━━━ Information supplied ━━━
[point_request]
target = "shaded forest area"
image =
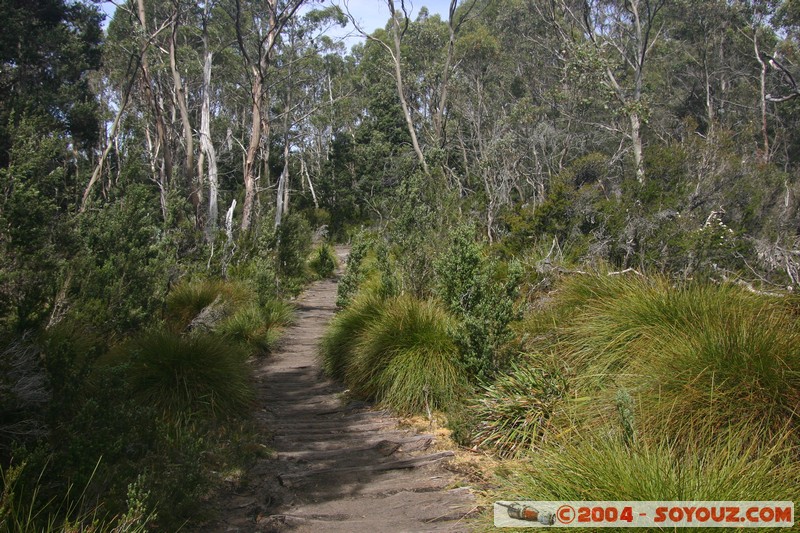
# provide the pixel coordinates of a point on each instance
(575, 232)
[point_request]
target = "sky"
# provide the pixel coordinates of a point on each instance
(370, 14)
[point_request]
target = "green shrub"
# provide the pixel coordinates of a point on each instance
(513, 413)
(182, 376)
(481, 296)
(294, 245)
(354, 271)
(323, 262)
(344, 332)
(407, 359)
(684, 353)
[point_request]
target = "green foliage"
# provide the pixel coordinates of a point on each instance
(679, 351)
(247, 326)
(481, 296)
(257, 327)
(189, 298)
(120, 275)
(294, 245)
(323, 262)
(595, 467)
(22, 512)
(354, 273)
(513, 412)
(407, 358)
(397, 351)
(344, 331)
(187, 376)
(413, 236)
(35, 231)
━━━
- What is required -
Repeat the records above exactly, omitting every picture.

- Response to the exercise -
[point_request]
target = "shaded forest area"
image =
# provide the pixel coordinates of a point on each instance
(575, 232)
[point_request]
target = "sky"
# provide the pixel coordinates of a point on each instance
(370, 14)
[point_request]
target = "green shrub"
# provide the pixel coordinates of a point on each instance
(513, 413)
(182, 376)
(481, 296)
(294, 245)
(354, 271)
(323, 262)
(344, 332)
(407, 359)
(684, 353)
[point_request]
target = "green foliage"
# provide the pixel coordinates of a point on each instance
(679, 351)
(247, 326)
(481, 296)
(257, 327)
(189, 298)
(120, 275)
(294, 245)
(323, 262)
(595, 467)
(22, 512)
(354, 273)
(513, 412)
(407, 358)
(397, 351)
(344, 331)
(187, 376)
(413, 236)
(35, 231)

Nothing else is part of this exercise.